PROBLEM: Copy the listing below word for word, from the line with "Target: sea water" up to and including the line with "POLYGON ((100 57, 100".

(Region annotation entries)
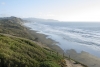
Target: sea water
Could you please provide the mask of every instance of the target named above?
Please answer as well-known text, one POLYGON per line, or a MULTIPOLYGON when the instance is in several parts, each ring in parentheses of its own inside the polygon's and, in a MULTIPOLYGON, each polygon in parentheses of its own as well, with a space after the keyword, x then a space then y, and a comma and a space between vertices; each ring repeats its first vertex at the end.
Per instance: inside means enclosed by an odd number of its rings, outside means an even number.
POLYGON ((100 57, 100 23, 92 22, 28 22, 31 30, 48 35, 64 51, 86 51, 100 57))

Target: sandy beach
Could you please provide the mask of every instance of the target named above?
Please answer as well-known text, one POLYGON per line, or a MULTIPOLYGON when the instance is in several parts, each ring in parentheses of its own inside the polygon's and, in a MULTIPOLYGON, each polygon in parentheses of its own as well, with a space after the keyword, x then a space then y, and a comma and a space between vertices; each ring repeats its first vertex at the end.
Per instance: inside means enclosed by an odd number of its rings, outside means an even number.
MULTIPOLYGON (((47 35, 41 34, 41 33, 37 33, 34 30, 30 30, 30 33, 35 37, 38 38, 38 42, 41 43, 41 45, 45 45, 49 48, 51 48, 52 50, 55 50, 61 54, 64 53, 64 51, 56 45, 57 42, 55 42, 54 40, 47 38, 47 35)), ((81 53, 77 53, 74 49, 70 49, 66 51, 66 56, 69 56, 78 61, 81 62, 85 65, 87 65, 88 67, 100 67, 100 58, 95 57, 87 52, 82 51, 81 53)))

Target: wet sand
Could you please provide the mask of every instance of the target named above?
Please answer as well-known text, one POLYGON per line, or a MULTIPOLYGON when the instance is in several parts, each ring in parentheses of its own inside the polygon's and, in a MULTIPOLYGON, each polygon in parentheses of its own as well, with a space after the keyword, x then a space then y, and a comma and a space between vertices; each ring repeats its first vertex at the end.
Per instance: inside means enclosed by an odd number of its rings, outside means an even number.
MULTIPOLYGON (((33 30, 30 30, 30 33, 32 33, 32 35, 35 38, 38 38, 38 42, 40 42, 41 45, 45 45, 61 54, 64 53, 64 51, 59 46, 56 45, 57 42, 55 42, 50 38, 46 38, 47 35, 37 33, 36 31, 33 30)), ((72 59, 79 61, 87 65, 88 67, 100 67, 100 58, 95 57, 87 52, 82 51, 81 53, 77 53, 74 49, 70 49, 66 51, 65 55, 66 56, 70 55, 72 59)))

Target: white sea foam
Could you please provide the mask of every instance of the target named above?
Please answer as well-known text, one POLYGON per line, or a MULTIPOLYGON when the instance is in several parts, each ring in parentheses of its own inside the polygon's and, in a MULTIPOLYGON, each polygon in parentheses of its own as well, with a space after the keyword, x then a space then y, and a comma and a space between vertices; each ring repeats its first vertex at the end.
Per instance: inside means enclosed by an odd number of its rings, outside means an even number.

==

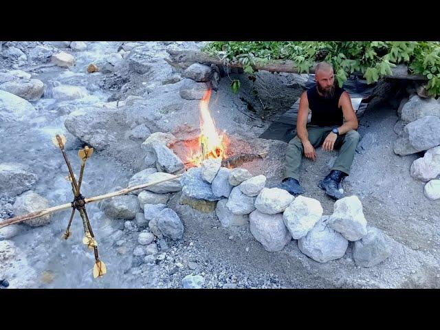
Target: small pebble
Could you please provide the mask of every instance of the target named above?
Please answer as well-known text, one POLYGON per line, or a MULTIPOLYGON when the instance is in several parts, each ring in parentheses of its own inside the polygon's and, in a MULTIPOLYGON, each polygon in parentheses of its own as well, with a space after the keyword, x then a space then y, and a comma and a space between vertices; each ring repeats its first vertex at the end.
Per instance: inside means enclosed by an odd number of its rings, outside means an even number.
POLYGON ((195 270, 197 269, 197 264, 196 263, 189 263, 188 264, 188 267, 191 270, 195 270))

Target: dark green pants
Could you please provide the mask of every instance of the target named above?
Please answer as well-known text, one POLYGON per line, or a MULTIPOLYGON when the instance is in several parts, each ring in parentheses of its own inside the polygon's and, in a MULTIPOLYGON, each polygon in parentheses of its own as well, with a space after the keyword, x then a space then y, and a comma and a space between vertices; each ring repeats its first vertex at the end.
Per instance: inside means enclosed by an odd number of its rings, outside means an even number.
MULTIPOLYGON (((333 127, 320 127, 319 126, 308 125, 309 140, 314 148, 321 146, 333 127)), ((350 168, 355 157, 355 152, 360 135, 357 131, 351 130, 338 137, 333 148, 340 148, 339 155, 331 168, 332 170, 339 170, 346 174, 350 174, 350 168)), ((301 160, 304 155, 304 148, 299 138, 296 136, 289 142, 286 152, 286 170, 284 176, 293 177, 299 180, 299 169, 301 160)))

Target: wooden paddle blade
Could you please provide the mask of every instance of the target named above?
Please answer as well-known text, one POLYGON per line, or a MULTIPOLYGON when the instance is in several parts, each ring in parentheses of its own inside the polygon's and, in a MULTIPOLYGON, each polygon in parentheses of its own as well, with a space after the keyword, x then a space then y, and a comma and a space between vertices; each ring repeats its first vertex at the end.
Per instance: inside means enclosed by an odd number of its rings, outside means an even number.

...

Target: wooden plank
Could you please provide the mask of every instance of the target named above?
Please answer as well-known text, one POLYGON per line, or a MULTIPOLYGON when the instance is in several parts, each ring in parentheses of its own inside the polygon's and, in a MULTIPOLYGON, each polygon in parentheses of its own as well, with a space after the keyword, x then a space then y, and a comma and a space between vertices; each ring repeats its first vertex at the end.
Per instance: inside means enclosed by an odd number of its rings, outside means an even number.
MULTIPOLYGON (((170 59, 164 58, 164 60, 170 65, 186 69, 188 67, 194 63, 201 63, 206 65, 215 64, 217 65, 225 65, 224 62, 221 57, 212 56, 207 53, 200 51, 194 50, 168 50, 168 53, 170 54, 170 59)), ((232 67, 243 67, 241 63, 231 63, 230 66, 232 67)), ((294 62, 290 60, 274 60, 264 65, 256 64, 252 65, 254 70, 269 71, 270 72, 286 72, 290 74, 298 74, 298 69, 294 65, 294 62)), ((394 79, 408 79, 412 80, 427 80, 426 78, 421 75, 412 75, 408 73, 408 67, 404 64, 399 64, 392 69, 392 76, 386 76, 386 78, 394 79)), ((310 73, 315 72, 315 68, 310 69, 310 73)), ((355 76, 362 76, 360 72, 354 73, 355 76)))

REPLY:
Target: sea water
Could you please provide the mask of every instance of the target named above?
Please answer as well-known text, one POLYGON per line, or a MULTIPOLYGON when the instance is in several parts, each ring in parentheses of its own inside the polygon's and, in a MULTIPOLYGON, each polygon in parentheses of its own as well, with a space after the keyword, x then a space then y, and a comma and a space between vertices; each ring repeats its first vertex at the end.
Per instance: inside means enclosed by an odd number of its rings, outside means an even number.
POLYGON ((100 57, 100 23, 92 22, 28 22, 31 30, 48 35, 64 51, 86 51, 100 57))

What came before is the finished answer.